- **Data entries**
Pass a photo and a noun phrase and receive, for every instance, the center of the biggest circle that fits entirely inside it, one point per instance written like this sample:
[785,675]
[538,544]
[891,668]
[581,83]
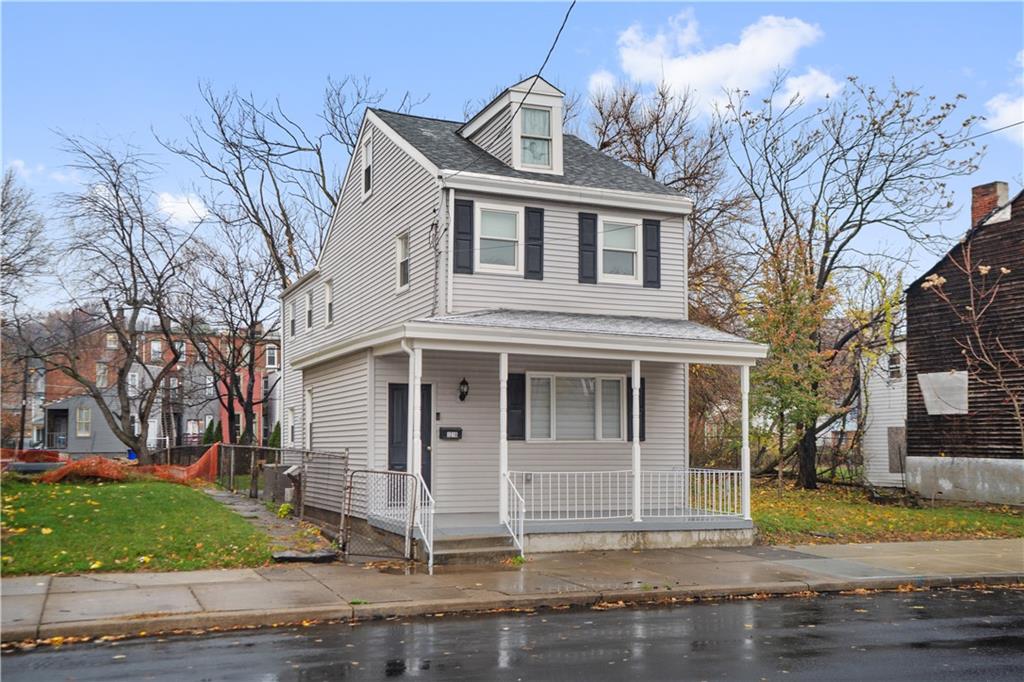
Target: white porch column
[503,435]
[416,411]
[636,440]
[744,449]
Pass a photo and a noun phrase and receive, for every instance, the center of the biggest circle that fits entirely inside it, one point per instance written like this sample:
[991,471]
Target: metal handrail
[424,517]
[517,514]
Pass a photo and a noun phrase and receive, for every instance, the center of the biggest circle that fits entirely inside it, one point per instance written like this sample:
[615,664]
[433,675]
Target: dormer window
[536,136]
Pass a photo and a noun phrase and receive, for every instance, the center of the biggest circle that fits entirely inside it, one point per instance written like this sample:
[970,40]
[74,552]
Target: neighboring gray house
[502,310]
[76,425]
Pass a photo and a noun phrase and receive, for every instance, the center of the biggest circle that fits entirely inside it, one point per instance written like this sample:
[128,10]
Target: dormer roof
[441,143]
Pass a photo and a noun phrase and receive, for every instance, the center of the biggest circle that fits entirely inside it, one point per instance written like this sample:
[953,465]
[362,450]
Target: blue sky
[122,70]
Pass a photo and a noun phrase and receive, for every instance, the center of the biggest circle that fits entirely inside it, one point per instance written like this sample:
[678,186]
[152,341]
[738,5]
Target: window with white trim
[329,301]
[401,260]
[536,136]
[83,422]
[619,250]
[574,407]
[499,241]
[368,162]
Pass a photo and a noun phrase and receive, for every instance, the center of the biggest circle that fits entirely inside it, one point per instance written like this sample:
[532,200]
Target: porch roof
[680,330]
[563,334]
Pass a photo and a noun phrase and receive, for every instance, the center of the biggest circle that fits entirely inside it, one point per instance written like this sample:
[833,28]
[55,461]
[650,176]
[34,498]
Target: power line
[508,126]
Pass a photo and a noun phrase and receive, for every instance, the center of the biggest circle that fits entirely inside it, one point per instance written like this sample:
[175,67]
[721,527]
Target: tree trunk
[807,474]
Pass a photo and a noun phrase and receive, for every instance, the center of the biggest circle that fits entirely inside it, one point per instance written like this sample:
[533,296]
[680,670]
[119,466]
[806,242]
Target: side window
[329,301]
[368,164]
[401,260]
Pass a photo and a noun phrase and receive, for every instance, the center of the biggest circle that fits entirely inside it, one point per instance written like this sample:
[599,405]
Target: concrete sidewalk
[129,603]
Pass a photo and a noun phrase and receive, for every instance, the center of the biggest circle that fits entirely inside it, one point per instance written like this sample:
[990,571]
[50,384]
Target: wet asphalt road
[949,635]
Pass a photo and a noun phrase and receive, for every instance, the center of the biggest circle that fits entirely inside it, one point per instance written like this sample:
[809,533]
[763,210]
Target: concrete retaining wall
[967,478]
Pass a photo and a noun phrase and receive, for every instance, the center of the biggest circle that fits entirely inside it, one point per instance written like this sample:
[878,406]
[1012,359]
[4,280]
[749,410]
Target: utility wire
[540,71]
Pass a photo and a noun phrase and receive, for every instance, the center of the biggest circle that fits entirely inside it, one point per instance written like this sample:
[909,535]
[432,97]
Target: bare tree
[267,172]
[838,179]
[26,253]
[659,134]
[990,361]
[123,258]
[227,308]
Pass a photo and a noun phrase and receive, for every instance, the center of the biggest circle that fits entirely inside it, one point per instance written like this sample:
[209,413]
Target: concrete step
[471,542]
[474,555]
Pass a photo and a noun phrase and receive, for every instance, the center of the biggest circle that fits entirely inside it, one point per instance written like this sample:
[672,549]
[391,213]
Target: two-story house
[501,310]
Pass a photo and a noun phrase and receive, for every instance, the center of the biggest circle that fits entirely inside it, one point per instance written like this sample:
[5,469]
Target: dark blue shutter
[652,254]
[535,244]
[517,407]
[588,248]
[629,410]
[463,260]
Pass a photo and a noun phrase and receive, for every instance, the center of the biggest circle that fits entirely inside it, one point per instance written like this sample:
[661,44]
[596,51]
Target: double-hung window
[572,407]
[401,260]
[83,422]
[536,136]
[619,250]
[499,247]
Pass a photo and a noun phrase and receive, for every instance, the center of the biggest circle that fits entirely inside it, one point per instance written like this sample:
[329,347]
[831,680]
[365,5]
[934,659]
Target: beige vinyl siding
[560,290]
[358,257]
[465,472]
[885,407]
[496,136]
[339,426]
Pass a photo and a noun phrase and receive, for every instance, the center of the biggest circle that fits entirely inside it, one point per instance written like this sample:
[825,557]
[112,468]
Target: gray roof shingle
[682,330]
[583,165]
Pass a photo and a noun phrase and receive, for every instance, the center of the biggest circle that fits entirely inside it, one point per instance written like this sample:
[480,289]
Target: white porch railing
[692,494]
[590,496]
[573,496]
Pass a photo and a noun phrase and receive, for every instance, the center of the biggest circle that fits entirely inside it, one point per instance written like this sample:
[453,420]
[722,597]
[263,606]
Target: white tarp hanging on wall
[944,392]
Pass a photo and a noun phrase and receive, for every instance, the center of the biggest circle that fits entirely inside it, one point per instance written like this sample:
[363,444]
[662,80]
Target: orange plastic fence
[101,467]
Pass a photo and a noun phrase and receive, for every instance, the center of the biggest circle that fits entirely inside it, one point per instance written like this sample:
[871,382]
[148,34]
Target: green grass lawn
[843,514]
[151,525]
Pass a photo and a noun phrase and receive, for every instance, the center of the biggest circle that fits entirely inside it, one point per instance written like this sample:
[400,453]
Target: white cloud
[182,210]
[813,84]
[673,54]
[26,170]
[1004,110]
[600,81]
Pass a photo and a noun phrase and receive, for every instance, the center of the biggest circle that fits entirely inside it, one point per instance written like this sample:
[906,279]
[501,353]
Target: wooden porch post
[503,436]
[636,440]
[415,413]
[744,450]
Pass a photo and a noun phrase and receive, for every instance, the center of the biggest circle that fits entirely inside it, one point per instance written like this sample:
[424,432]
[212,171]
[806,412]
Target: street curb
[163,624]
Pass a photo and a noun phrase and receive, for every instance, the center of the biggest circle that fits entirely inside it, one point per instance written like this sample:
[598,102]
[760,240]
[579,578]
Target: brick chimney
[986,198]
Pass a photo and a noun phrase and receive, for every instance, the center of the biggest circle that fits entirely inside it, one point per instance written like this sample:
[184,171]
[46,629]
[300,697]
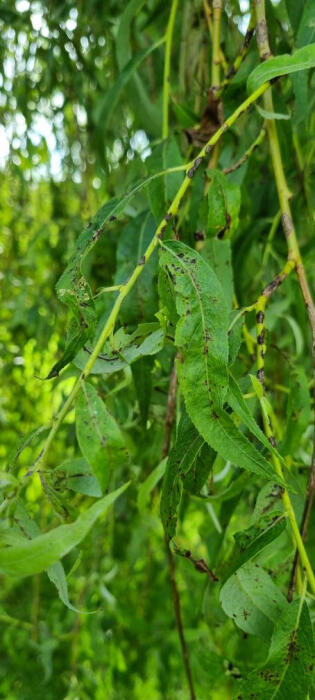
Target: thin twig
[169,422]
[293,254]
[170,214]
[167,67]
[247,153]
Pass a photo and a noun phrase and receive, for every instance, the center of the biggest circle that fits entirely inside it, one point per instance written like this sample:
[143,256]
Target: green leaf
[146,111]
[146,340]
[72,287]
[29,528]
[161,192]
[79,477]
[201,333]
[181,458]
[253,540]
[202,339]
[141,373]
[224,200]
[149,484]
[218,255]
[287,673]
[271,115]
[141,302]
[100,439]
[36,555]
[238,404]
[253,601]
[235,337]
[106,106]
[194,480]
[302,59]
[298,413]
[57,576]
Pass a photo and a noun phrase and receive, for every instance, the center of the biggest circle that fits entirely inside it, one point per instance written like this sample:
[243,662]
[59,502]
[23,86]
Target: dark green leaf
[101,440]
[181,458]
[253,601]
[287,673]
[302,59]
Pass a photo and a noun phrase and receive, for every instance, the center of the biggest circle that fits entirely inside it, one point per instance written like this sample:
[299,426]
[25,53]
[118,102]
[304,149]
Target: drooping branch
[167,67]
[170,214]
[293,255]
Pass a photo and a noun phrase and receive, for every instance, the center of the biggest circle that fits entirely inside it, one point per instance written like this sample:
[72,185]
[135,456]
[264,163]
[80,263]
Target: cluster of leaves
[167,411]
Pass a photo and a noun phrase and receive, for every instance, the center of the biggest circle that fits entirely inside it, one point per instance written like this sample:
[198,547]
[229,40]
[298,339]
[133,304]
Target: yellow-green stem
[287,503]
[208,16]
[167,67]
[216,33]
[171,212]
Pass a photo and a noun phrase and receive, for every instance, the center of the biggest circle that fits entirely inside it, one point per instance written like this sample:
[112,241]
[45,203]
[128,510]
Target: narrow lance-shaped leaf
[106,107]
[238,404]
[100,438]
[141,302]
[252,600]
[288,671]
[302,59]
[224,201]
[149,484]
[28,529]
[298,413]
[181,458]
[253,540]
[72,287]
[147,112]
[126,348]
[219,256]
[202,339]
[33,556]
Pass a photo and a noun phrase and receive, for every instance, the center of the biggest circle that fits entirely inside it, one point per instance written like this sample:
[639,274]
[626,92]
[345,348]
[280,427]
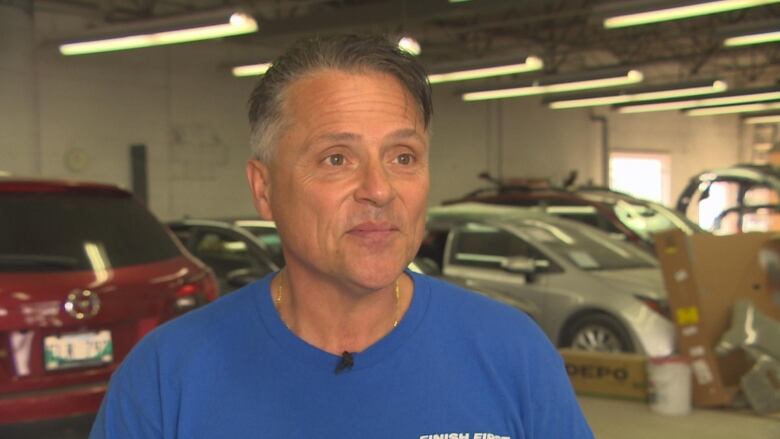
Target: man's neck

- **Task statement**
Pick out every line in the listing above that contains the word "concrete", and copy each of those lines in full.

- **Expected answer**
Target: concrete sidewalk
Target: concrete retaining wall
Target: concrete step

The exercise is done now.